- Opening Delimiter -
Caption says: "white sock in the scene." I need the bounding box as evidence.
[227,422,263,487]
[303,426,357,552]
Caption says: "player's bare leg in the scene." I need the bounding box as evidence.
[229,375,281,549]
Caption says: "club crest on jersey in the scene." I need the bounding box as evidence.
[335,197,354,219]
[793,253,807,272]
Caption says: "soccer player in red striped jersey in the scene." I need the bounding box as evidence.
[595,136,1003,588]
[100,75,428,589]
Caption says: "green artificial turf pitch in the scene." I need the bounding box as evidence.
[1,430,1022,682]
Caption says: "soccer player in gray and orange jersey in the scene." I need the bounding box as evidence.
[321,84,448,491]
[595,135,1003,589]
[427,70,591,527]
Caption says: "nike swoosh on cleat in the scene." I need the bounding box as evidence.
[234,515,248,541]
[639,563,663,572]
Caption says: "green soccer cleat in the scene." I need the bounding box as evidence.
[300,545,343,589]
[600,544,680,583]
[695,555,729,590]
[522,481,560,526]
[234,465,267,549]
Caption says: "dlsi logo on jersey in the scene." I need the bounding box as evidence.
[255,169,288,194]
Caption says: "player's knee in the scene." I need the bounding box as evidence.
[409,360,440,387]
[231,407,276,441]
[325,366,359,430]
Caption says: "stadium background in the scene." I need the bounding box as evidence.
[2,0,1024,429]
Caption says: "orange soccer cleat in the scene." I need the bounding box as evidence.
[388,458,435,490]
- Closing Delimiter -
- Opening Delimiter -
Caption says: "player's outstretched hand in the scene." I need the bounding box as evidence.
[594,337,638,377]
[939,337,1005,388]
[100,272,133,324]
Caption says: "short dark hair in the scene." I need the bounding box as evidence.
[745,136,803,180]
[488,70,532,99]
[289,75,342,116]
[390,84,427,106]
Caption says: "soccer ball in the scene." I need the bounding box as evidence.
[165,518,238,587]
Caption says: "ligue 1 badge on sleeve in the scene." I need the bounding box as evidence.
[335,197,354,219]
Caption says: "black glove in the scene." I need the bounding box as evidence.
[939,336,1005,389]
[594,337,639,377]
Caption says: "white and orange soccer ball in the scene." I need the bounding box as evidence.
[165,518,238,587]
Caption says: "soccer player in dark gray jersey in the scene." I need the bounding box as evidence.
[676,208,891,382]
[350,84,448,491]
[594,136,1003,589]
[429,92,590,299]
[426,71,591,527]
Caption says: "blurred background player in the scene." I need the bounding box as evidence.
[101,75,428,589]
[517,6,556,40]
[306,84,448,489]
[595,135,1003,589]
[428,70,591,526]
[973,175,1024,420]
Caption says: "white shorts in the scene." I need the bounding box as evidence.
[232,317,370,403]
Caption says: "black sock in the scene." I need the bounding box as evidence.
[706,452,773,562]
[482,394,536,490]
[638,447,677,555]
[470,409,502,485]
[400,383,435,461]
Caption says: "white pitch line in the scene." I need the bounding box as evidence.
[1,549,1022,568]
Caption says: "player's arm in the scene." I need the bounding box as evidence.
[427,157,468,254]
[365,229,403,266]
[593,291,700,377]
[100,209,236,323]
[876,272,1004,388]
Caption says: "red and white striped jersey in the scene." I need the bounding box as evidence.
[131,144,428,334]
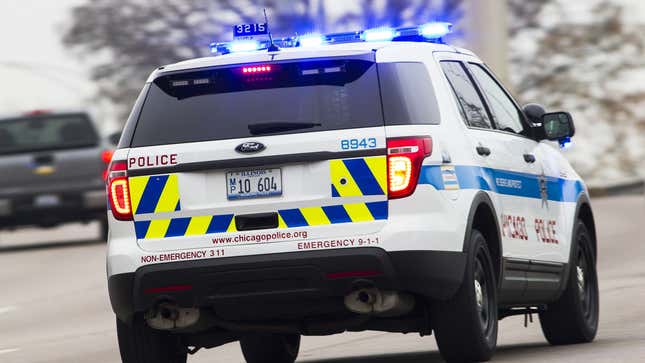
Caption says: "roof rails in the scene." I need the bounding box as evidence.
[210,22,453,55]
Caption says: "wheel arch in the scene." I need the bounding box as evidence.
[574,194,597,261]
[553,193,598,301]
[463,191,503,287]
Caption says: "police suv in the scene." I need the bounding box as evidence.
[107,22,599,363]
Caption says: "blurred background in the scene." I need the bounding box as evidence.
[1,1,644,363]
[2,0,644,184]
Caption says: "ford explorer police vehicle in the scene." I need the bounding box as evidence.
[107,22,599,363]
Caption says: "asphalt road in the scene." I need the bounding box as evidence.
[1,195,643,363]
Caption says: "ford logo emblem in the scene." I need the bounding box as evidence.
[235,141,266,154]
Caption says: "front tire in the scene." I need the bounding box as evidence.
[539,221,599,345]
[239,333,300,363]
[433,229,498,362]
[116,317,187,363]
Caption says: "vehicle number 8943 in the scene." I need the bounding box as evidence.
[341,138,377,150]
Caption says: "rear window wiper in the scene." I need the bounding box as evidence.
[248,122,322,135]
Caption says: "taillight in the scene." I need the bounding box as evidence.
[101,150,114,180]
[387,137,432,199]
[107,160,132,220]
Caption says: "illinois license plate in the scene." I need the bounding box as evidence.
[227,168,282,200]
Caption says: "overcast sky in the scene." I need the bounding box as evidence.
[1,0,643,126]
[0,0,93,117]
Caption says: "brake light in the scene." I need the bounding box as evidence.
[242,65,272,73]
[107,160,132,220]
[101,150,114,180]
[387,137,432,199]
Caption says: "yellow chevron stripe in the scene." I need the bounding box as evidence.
- Closing Delimiter -
> [Assignment]: From the records above, repeat exactly the lines from the one with "license plate in" through the one with "chevron stripe in", both included.

> [Exercise result]:
Caption says: "illinois license plate in the scene." I need the bounding box as evidence.
[227,168,282,200]
Caption says: "overcast sky in the scene." I need the bounding box as evidence.
[1,0,643,126]
[0,0,93,117]
Caption says: "brake light in the scene." I need the bounding box as evidence.
[242,65,272,73]
[107,160,132,220]
[101,150,114,180]
[387,137,432,199]
Caption says: "yellow chevron stripe in the scene." I need the bounding box as evidence.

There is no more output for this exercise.